● **TO DO**:
Set down exactly the lines that run from the line with "Point out the white water in this photo." to the end of the data, and nothing else.

● **MATERIAL**:
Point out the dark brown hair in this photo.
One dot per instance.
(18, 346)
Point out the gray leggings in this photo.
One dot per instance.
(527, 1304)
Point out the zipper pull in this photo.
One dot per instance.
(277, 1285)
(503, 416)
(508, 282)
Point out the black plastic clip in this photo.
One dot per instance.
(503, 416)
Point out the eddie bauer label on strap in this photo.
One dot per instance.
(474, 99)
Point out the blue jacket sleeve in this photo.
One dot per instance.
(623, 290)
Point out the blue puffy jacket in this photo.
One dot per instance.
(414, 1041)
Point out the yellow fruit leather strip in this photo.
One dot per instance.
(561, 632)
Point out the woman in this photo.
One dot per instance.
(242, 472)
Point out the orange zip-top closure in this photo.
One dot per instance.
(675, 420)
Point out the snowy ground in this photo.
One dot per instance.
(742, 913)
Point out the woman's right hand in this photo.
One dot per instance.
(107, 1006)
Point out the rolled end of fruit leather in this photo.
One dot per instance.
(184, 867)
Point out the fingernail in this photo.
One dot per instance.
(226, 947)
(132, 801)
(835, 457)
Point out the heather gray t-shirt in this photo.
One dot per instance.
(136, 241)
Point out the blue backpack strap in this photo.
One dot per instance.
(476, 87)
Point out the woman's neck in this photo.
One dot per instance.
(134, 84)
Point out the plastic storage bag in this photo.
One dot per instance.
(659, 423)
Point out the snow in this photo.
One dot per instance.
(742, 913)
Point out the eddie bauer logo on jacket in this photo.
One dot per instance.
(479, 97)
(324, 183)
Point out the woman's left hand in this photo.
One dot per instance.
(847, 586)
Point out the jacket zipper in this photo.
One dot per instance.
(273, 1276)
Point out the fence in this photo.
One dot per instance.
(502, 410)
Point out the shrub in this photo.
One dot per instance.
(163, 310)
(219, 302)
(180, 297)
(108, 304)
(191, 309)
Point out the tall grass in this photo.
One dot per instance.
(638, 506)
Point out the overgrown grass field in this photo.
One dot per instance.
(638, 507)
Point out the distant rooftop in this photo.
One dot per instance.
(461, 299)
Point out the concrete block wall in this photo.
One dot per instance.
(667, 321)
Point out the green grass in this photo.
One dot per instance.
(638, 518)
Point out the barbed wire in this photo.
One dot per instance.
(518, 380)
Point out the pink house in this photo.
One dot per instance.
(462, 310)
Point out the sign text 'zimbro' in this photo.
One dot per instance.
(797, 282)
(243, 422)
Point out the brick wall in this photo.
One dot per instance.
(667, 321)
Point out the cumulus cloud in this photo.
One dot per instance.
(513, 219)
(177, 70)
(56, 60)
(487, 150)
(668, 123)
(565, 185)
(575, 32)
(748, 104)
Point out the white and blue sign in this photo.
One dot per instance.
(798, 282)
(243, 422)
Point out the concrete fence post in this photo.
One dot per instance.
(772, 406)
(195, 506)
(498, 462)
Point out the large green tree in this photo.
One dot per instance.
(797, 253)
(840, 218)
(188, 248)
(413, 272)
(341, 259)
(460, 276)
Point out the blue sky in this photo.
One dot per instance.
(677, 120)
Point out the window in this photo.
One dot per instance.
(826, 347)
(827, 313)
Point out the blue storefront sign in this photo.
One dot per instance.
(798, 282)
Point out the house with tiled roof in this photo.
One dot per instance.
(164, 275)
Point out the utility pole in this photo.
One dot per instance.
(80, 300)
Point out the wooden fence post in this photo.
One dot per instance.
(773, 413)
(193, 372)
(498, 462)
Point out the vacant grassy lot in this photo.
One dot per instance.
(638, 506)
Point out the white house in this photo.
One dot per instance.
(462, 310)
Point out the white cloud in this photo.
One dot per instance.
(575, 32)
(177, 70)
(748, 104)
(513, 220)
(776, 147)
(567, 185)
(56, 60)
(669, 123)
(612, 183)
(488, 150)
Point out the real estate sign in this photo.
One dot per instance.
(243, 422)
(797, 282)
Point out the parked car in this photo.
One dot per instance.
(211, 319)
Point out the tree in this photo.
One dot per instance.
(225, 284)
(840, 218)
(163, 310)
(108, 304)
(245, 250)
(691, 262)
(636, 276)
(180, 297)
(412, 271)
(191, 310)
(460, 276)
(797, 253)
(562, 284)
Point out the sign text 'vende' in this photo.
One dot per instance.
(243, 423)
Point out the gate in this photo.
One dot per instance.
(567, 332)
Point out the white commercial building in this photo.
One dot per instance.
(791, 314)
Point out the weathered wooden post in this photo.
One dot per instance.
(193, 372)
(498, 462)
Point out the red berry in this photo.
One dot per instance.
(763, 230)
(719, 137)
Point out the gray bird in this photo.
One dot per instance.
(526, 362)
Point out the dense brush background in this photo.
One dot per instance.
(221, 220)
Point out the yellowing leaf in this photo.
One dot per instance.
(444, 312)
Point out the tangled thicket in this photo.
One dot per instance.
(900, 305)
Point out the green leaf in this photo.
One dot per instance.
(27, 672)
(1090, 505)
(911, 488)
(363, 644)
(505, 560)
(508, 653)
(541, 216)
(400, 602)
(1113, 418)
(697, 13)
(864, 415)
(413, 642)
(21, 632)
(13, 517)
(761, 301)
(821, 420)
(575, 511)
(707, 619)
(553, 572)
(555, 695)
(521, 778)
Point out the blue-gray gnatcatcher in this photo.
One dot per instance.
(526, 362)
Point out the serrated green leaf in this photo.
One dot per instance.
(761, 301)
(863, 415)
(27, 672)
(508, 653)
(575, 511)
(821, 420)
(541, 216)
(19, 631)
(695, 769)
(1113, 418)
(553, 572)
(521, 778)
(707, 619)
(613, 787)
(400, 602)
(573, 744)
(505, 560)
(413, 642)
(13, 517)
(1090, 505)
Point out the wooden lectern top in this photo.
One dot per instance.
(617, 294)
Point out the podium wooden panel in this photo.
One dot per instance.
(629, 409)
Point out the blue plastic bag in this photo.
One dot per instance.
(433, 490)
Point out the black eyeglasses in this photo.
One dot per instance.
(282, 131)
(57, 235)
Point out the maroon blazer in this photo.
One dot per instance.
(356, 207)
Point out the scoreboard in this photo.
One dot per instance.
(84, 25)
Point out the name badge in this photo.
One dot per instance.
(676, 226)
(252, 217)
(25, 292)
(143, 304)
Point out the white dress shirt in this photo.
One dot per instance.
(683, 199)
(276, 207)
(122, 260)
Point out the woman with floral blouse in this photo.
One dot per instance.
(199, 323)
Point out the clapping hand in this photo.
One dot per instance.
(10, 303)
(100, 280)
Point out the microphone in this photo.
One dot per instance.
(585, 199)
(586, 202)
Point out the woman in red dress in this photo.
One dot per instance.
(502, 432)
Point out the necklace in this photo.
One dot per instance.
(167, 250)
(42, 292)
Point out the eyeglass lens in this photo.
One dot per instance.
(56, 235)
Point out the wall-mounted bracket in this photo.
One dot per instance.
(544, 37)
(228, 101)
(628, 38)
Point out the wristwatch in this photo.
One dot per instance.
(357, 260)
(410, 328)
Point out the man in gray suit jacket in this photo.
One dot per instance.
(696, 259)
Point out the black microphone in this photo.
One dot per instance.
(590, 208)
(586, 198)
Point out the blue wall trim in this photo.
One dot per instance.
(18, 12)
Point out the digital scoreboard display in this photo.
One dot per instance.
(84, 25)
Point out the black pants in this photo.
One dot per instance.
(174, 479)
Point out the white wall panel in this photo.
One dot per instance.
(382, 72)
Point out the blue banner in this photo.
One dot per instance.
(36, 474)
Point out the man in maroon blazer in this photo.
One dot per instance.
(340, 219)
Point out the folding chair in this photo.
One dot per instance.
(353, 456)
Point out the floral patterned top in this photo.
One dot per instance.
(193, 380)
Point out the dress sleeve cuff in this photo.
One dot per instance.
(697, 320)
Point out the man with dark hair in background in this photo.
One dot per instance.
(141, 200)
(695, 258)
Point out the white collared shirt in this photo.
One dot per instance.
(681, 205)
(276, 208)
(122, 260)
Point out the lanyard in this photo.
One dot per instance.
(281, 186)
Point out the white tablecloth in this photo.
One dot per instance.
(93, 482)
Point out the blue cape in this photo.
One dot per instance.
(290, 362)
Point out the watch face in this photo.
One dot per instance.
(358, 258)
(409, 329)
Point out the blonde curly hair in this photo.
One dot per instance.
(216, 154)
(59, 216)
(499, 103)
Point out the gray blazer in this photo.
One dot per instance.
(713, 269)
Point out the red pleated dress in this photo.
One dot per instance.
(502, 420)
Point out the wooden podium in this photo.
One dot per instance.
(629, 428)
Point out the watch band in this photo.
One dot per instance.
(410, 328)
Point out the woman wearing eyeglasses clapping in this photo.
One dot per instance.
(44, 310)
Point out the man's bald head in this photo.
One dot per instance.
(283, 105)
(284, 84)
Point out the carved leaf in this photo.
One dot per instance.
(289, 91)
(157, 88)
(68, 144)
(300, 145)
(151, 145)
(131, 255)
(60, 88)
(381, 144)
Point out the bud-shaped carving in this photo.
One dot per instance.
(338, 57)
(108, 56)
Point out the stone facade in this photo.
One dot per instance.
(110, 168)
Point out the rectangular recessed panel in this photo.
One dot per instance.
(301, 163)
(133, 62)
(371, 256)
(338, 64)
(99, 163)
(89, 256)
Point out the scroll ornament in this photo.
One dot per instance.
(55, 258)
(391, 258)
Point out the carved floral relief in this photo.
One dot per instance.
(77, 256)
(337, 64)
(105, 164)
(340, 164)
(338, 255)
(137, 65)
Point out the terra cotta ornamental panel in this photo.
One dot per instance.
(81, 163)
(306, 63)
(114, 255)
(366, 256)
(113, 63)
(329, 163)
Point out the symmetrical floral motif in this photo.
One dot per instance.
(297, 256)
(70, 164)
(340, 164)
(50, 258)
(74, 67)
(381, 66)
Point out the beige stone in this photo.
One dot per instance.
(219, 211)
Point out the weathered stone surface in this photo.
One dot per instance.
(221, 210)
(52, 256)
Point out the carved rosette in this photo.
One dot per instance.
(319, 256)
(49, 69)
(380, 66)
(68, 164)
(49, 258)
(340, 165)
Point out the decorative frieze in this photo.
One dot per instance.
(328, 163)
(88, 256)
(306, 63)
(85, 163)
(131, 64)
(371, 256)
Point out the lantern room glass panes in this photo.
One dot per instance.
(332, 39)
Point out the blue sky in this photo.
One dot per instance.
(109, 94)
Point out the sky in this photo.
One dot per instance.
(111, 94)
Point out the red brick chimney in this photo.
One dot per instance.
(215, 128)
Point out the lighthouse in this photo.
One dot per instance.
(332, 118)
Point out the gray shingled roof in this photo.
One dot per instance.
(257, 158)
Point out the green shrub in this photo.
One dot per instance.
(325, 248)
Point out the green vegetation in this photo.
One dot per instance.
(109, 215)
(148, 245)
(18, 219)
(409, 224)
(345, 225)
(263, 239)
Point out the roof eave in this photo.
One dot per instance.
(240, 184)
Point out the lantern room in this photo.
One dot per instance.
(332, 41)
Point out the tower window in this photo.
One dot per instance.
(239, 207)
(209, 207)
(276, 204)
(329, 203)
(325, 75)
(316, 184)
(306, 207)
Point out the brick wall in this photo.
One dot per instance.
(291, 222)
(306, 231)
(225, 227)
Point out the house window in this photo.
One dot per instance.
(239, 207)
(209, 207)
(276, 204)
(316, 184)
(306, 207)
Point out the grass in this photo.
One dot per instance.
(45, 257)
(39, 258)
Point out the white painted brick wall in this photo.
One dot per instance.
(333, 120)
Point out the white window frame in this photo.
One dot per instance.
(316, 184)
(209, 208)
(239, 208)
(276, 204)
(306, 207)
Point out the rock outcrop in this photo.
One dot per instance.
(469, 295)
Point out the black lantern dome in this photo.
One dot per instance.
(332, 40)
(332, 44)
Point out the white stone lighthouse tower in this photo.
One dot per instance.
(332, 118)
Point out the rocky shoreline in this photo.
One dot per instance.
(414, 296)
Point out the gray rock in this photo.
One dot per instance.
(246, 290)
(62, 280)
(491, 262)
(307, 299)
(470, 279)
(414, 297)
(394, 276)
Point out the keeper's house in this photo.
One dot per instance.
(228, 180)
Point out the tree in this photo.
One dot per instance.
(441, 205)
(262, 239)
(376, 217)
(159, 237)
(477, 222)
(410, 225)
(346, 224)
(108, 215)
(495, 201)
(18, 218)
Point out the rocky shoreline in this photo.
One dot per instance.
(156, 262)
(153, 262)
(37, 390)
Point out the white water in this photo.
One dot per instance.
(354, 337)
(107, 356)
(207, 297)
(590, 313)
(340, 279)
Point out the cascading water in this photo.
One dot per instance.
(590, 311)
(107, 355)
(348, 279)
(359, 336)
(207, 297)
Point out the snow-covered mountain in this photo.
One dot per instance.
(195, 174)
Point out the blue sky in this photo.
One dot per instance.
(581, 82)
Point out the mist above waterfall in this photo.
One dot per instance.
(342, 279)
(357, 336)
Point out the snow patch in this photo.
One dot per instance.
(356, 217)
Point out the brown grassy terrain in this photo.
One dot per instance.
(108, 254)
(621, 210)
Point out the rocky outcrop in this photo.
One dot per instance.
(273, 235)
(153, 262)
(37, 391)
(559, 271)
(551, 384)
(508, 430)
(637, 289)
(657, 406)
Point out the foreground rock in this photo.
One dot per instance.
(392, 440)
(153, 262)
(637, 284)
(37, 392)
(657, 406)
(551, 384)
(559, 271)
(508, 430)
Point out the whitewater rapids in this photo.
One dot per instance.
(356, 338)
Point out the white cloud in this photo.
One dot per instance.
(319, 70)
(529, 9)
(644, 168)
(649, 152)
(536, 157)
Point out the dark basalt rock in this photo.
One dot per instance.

● **RESULT FOR THIS EXERCISE**:
Point out the white water in this photo.
One dot per instance.
(354, 337)
(107, 356)
(207, 297)
(590, 313)
(340, 279)
Point out the cascading water in this photo.
One dot per instance.
(590, 311)
(107, 355)
(348, 279)
(359, 336)
(207, 297)
Point out the snow-covered mountain in this photo.
One dot per instance.
(195, 174)
Point out the blue sky in this photo.
One dot per instance.
(581, 82)
Point out the mist above waterfall in this photo.
One dot per instance.
(342, 279)
(357, 336)
Point out the snow patch in this photo.
One dot per instance.
(356, 217)
Point out the brown grassy terrain in this photo.
One dot per instance.
(108, 254)
(621, 210)
Point out the rocky outcrop in this photo.
One dot per instance.
(273, 235)
(153, 262)
(37, 391)
(559, 271)
(551, 384)
(508, 430)
(637, 289)
(657, 406)
Point out the foreground rock in this photo.
One dot per instance.
(392, 440)
(153, 262)
(637, 284)
(37, 392)
(657, 406)
(551, 384)
(559, 271)
(508, 430)
Point out the whitewater rapids in this photo.
One dot per instance.
(356, 338)
Point out the white cloud in this photo.
One dot per instance.
(319, 70)
(529, 9)
(644, 168)
(649, 152)
(536, 157)
Point out the dark basalt rock in this photo.
One dot per instance.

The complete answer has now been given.